**** MATERIAL FOR THIS EXERCISE
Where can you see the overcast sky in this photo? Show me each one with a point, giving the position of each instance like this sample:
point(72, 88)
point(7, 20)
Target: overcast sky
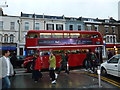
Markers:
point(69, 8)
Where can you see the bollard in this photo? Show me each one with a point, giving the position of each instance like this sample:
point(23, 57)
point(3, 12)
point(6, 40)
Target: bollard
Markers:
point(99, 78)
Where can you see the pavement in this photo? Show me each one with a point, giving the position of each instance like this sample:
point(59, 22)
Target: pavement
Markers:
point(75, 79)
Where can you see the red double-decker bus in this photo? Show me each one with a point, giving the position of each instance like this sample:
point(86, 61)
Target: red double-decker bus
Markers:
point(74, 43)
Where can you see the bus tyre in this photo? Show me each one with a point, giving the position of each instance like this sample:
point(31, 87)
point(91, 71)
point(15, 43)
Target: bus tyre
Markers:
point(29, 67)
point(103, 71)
********
**** MATERIAL FOR THIS EXERCISE
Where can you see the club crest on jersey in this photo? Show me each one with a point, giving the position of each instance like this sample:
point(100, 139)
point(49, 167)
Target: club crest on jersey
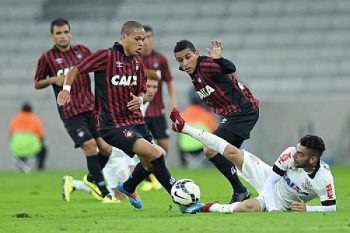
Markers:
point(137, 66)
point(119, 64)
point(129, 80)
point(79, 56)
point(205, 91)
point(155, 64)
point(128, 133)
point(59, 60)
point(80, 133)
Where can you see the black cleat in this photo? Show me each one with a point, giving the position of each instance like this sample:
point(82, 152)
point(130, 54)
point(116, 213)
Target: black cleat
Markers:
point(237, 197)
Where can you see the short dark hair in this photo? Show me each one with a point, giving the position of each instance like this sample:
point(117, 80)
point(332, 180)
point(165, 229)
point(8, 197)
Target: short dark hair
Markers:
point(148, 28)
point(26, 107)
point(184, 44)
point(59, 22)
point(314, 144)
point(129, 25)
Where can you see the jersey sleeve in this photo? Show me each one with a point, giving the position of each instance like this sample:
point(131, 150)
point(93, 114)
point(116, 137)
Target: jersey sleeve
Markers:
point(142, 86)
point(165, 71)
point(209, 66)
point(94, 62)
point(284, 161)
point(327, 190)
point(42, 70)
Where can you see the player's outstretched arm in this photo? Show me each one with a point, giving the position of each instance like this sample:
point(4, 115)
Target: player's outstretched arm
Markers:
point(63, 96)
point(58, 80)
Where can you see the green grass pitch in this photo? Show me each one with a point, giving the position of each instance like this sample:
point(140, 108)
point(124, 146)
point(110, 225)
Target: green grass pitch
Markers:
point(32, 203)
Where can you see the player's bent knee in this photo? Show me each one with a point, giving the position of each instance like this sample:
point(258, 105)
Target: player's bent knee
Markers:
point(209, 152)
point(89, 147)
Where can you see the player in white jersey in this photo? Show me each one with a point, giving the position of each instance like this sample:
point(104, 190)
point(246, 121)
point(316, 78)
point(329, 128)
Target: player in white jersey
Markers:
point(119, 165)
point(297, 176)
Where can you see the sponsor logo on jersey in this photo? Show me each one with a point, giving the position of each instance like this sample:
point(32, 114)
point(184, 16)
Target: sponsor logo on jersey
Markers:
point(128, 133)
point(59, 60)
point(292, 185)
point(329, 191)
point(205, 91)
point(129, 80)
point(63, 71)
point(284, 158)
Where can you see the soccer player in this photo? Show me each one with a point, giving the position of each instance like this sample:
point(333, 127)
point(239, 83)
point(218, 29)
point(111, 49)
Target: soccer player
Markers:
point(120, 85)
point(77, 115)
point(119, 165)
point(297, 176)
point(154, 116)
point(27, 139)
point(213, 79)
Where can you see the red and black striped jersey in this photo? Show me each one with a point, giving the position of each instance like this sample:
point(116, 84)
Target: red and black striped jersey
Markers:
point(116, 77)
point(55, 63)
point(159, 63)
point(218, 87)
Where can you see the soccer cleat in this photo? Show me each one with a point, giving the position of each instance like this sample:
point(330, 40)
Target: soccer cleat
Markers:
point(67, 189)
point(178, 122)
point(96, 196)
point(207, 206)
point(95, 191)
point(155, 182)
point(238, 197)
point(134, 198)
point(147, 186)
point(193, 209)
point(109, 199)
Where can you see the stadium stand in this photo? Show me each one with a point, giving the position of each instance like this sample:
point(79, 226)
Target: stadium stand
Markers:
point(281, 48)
********
**** MATERIAL FOR THIS EXERCISE
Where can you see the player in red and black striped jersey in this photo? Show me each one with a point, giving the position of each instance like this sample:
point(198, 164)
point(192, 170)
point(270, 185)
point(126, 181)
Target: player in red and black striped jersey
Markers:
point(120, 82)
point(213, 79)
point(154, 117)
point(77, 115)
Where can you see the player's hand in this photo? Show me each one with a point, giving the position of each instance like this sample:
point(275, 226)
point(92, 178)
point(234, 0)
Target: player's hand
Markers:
********
→ TASK DIRECTIONS
Output the lines of the records as a JSON list of strings, one string per line and blank lines omitted, starting at the line that contains "Where can you see the player in white" and ending at the line that contains "point(284, 158)", with both of those lines included.

→ EXERCISE SOLUTION
[
  "Where can you see the player in white jersey in this photo? Show me each one with a point, giving the position of each instance like this sample:",
  "point(104, 190)",
  "point(246, 121)",
  "point(316, 78)",
  "point(329, 128)",
  "Target: player in white jersey",
  "Markers:",
  "point(119, 165)",
  "point(297, 176)",
  "Where can you see the sponsor logo on jersey in this photo? Show me each one with a point, giving the position of each instance like this sample:",
  "point(32, 114)",
  "point(184, 16)",
  "Target: sponsor logo on jersey",
  "Markers:",
  "point(128, 133)",
  "point(59, 60)",
  "point(292, 185)",
  "point(329, 191)",
  "point(205, 91)",
  "point(129, 80)",
  "point(63, 71)",
  "point(284, 158)"
]